ENUNCIADO
Por favor, copia las filas empezando por la primera y siguiendo hasta la fila que contiene "[[231, 368], [446, 353], [232, 387], [573, 407], [575, 390]]", ambas incluidas, y sustituye "concrete pillar" por "stone pillar" sin cambiar nada más.
•••••
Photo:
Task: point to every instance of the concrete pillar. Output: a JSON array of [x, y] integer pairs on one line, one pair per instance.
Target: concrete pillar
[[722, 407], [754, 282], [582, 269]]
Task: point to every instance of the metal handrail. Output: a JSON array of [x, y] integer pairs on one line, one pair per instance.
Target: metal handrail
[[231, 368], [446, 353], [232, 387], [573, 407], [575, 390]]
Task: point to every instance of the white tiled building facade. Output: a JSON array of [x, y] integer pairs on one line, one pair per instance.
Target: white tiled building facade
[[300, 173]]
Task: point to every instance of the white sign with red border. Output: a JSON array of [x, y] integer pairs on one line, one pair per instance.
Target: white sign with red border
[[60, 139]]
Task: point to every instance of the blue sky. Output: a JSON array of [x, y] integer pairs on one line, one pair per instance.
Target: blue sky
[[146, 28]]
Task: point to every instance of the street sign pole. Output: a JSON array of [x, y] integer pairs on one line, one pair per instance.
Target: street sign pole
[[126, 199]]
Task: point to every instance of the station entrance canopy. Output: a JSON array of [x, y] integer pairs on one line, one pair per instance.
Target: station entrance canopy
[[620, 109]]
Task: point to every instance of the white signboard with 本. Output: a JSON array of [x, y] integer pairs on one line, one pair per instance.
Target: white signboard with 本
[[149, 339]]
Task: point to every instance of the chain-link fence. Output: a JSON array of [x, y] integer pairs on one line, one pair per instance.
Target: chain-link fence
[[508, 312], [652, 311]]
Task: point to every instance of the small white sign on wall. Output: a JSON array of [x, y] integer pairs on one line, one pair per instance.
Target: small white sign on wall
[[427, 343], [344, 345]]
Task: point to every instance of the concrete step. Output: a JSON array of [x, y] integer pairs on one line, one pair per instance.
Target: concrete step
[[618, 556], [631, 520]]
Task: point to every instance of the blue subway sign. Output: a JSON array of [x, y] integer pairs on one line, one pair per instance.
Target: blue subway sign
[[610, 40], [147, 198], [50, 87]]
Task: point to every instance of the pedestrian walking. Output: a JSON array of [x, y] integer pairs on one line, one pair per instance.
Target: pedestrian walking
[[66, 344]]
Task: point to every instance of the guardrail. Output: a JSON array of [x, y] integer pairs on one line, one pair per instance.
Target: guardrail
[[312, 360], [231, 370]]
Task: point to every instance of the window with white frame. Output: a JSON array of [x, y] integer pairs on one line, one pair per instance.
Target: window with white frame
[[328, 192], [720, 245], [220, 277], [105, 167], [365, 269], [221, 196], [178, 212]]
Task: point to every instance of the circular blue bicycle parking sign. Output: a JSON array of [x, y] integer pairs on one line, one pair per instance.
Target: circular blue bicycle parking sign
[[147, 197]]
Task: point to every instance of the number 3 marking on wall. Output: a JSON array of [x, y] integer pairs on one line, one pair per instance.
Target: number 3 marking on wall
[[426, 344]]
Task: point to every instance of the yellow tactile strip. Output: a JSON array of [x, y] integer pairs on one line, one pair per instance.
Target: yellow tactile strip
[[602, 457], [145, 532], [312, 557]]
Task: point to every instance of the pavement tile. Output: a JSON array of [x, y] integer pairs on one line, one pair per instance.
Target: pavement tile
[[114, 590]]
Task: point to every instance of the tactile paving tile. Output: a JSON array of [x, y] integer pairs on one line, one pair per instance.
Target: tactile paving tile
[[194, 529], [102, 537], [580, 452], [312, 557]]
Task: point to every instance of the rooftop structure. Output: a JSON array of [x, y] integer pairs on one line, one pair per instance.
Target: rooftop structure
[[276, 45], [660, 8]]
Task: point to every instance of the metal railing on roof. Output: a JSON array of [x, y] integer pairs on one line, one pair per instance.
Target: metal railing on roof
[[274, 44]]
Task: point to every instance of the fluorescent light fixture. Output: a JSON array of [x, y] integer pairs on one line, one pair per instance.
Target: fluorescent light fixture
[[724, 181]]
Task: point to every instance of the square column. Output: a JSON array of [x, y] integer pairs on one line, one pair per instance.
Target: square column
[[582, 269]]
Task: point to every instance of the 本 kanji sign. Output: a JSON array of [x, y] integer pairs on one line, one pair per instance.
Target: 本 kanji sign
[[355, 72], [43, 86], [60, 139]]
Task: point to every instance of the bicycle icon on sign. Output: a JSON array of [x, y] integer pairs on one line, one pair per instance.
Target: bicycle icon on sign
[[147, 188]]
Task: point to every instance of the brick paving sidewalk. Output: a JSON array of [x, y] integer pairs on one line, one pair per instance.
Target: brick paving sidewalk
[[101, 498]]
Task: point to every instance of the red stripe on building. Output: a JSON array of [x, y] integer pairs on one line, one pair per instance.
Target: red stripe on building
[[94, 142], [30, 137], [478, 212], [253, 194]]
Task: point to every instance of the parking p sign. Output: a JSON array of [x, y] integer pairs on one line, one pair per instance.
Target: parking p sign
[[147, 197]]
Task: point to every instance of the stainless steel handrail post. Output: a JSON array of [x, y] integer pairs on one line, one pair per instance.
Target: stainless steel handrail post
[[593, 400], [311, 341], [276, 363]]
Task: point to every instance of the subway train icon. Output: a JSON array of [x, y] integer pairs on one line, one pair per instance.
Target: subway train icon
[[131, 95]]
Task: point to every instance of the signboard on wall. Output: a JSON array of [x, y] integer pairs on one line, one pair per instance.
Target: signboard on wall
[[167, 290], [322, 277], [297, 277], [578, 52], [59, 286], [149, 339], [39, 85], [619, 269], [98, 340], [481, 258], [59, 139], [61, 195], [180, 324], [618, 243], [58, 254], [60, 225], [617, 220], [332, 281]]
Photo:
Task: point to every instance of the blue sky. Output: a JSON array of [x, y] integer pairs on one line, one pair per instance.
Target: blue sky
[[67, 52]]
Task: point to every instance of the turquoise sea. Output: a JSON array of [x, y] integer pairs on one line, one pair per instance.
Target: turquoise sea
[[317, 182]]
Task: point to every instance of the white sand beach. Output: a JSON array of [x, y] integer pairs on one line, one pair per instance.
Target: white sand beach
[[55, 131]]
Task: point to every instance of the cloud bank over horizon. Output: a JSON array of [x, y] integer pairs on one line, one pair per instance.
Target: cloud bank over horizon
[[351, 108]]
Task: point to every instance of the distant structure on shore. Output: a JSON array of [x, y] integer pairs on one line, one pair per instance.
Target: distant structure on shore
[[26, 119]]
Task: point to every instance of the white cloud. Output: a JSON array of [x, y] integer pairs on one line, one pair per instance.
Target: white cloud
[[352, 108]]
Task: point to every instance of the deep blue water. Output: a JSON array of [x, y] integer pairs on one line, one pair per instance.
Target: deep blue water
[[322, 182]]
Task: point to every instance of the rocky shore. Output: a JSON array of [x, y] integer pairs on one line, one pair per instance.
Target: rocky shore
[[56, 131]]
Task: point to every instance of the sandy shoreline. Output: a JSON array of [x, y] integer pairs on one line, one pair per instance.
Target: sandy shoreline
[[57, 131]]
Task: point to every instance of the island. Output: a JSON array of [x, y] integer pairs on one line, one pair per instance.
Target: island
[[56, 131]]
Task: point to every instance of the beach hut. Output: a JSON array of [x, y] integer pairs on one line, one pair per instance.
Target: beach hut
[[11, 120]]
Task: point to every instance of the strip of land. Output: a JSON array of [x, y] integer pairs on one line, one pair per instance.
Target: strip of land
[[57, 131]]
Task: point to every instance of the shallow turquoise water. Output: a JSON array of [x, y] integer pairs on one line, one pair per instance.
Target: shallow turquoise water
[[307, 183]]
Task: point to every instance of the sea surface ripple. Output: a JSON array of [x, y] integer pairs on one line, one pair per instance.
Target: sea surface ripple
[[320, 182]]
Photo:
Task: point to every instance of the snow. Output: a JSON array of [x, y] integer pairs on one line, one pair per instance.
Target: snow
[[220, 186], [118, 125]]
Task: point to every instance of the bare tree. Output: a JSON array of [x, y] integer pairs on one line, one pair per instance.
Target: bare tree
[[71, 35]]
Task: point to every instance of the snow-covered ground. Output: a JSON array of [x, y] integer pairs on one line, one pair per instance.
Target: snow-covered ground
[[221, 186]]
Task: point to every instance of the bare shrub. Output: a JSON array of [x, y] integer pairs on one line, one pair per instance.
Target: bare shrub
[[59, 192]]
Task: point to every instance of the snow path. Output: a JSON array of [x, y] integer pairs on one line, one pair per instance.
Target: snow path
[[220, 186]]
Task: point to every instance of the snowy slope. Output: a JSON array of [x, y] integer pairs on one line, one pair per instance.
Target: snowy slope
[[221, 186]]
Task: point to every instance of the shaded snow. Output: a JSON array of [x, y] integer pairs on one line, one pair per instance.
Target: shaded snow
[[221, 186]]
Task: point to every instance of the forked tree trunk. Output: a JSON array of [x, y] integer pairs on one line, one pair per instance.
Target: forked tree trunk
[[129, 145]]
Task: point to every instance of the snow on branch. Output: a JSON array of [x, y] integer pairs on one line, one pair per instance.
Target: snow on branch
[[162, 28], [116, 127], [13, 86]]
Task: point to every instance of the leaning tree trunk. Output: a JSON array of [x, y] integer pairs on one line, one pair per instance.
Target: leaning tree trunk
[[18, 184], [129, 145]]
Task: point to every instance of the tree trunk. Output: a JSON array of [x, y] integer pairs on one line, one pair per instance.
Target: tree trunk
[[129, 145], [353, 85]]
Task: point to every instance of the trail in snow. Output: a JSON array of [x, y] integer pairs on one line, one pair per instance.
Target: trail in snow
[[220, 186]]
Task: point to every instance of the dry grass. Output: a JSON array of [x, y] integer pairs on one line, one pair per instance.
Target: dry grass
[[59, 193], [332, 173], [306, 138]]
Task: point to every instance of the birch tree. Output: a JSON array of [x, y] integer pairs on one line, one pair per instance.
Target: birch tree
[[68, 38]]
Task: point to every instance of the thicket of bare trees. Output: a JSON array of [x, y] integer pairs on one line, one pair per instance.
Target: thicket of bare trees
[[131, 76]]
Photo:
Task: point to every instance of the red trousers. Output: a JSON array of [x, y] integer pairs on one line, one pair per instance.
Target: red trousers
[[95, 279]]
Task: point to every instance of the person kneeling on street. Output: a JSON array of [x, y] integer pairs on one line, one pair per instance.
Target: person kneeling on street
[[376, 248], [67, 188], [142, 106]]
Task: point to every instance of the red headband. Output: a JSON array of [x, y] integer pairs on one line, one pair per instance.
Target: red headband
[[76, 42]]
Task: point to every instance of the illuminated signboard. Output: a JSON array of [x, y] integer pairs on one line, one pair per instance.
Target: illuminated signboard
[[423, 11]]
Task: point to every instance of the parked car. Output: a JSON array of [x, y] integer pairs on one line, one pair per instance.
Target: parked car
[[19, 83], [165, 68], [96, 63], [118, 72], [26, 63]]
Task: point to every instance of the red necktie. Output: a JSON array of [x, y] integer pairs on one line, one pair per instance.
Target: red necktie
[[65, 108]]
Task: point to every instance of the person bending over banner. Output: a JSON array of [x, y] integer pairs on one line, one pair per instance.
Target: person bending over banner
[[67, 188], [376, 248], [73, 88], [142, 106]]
•••••
RESPUESTA
Photo:
Task: point to every instance of the stone pillar. Output: a JSON array of [x, y] integer pairs on one line, one pair per instance.
Target: stone pillar
[[722, 407], [754, 282], [582, 269]]
Task: point to every instance of the metal handrail. Output: a JSON array of [x, y] integer pairs on one line, one pair per instance.
Target: metal handrail
[[231, 368], [446, 353], [232, 387], [573, 407], [575, 390]]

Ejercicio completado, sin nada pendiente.